++++ MATERIAL FOR THIS EXERCISE

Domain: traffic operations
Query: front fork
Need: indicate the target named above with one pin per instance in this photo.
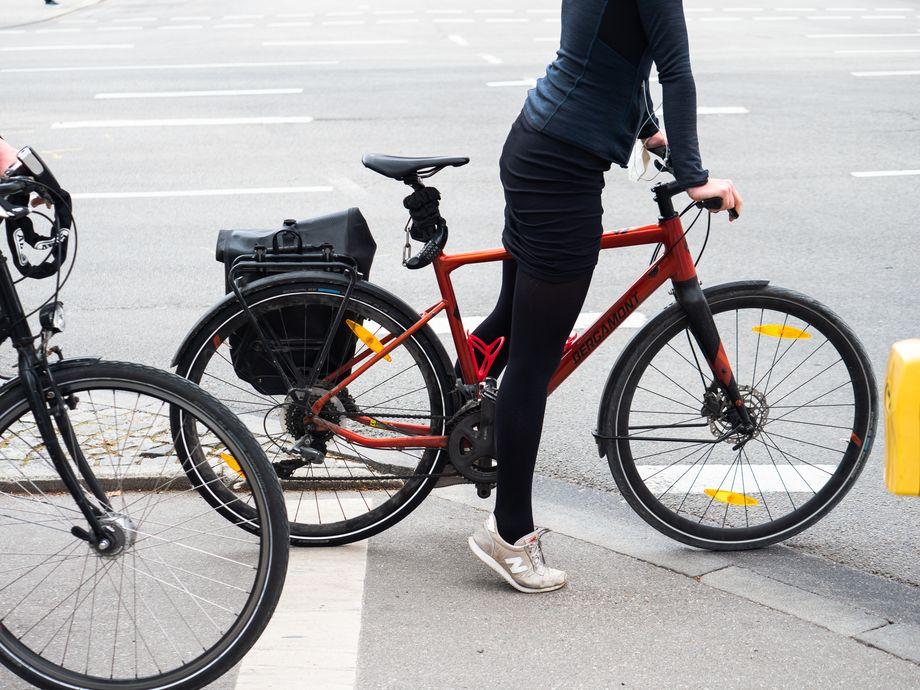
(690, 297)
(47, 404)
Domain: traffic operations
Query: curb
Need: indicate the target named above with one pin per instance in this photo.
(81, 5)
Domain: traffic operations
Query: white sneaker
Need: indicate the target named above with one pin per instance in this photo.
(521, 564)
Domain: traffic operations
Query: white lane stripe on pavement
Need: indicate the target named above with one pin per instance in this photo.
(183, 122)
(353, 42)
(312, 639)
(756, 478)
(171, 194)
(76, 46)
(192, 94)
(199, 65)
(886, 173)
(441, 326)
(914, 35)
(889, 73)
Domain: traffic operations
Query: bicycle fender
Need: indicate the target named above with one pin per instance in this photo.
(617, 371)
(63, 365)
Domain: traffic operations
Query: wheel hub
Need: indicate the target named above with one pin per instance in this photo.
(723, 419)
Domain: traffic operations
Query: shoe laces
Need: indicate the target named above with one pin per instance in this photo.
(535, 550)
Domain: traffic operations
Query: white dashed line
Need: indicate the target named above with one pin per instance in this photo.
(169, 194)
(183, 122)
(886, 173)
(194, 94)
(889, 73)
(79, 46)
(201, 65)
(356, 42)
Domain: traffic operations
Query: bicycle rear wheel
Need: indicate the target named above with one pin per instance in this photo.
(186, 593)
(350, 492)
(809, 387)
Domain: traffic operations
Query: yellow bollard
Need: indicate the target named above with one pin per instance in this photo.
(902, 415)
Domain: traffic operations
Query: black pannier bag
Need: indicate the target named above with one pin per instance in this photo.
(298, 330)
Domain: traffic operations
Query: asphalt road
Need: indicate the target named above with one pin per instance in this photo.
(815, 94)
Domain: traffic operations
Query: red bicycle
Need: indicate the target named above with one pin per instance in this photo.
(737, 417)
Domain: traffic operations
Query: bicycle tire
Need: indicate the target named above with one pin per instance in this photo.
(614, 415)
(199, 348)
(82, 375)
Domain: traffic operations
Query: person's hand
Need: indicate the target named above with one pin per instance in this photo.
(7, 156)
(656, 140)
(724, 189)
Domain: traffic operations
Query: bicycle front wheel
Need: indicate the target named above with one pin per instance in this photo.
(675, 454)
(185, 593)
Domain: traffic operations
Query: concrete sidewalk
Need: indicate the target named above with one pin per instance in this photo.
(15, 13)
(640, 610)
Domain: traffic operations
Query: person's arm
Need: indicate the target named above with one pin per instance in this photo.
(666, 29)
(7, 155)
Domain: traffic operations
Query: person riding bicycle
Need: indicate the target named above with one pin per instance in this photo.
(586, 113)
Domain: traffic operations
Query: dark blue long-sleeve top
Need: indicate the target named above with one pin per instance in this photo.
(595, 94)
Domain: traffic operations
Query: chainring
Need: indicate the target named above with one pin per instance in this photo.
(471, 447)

++++++++

AIM — Output a faithful copy of the data, with each picture left out.

CORRECT RESULT —
Domain: traffic operations
Query: front fork
Need: indicate the target named above with one pin per instance in this photo.
(690, 297)
(47, 404)
Domain: traffic operations
Query: curb
Need: indicate the target named above with one pin per instance in this photo.
(81, 5)
Domain: traffic operations
Query: white sneaker
Need: indicate the target named above with one pin per instance in this photo.
(521, 564)
Domain: traffic operations
Query: white lane stripe on pavement
Need: indicate the target named above with one pin per instance in this photo.
(183, 122)
(353, 42)
(312, 639)
(756, 478)
(171, 194)
(76, 46)
(192, 94)
(199, 65)
(886, 173)
(441, 326)
(914, 35)
(889, 73)
Domain: traffic operations
Query: bicycle fender
Need: indicate the target named above with one pin per instance in this photo.
(617, 371)
(63, 365)
Domain: traffic operations
Query: wheel hub
Need: indicate the target named above with one pin per instance in this photo.
(723, 419)
Domain: traffic operations
Query: shoe laces
Need: indicate the target named above with one pin per instance in this photo.
(535, 550)
Domain: traffic operations
Query: white dashed line
Need: indicate the target named above with one pin per instance in this photo.
(169, 194)
(183, 122)
(886, 173)
(194, 94)
(889, 73)
(79, 46)
(201, 65)
(356, 42)
Domain: traffic operations
Query: bicycle rear wheel
Need: indicate the target named above with one pin per instance in this photo.
(186, 593)
(350, 492)
(809, 387)
Domain: traffic operations
Query: yellow bollard
Need: indicate the target named above with one pin per instance in this photo.
(902, 415)
Domain: traffic operations
Query: black pannier bag
Need: indicate the target named above with one pin per instance in this photo.
(298, 330)
Domain: traffic operations
Query: asphalt road
Need: indicate the target named above with one pin per instance in this photo.
(815, 94)
Domain: traffic operations
Query: red bicycle
Need: indicate the target named above with one pin per instance in this photo.
(737, 417)
Domain: traffic operations
Query: bicycle tire
Need: indicate the target named above with one pin per instance in this photo.
(614, 415)
(199, 348)
(82, 375)
Domain: traffic operations
Query: person's hand
Need: indicate the target named above with one pin per instance in this photo.
(7, 156)
(656, 140)
(724, 189)
Domain: traffic operations
Query: bicycle front wheel
Need: indicate the target named above with one pin per instance in this photo.
(675, 454)
(185, 593)
Domain: traffic operations
Query: concrete sidewalk
Need: indicate the target named above with one pin per instance in this photo.
(15, 13)
(640, 610)
Domain: traffic operations
Query: person's arm
Need: indicate the target named above with one pin per instance in this photo.
(666, 29)
(7, 155)
Domain: traffic operations
Query: person riding bicycle
Need: indicate the target named above with one pin per instance in this photo.
(586, 113)
Domain: traffic operations
Query: dark blue long-sleeve top
Need: indicate the target named above with one pin per instance in this photo.
(595, 94)
Domain: traffic operations
Query: chainring
Need: indicate the target named above with one pin per instance in this photo.
(471, 447)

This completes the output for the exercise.